■ The request ■
Locate each line in the records that contains the string "every" and copy those lines out. Matches must agree in case.

────────────────────────────────────────

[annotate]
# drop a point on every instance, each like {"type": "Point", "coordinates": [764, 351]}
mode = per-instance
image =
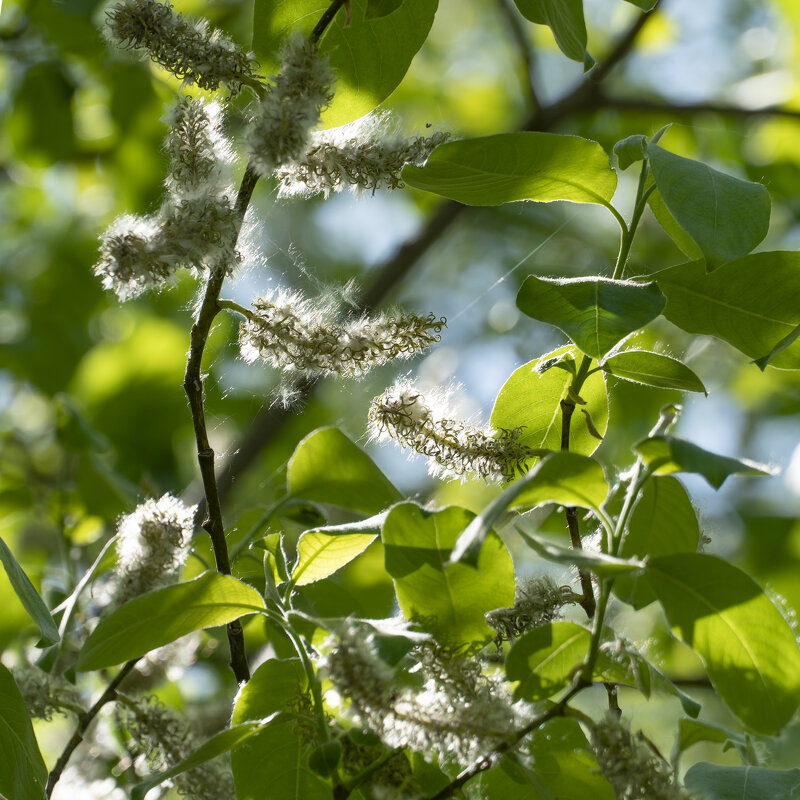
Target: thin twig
{"type": "Point", "coordinates": [84, 721]}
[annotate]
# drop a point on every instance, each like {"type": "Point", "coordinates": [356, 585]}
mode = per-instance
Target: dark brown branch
{"type": "Point", "coordinates": [84, 721]}
{"type": "Point", "coordinates": [270, 422]}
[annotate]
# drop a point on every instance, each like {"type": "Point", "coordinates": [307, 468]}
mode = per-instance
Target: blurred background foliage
{"type": "Point", "coordinates": [92, 412]}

────────────────────────────────────────

■ Output ■
# drop a point on every instance, each like {"type": "Point", "coordinates": [764, 351]}
# drop a point on every instance, each like {"type": "Point", "coordinates": [356, 585]}
# drop a point on every instance, each like {"type": "Point", "coordinates": [307, 468]}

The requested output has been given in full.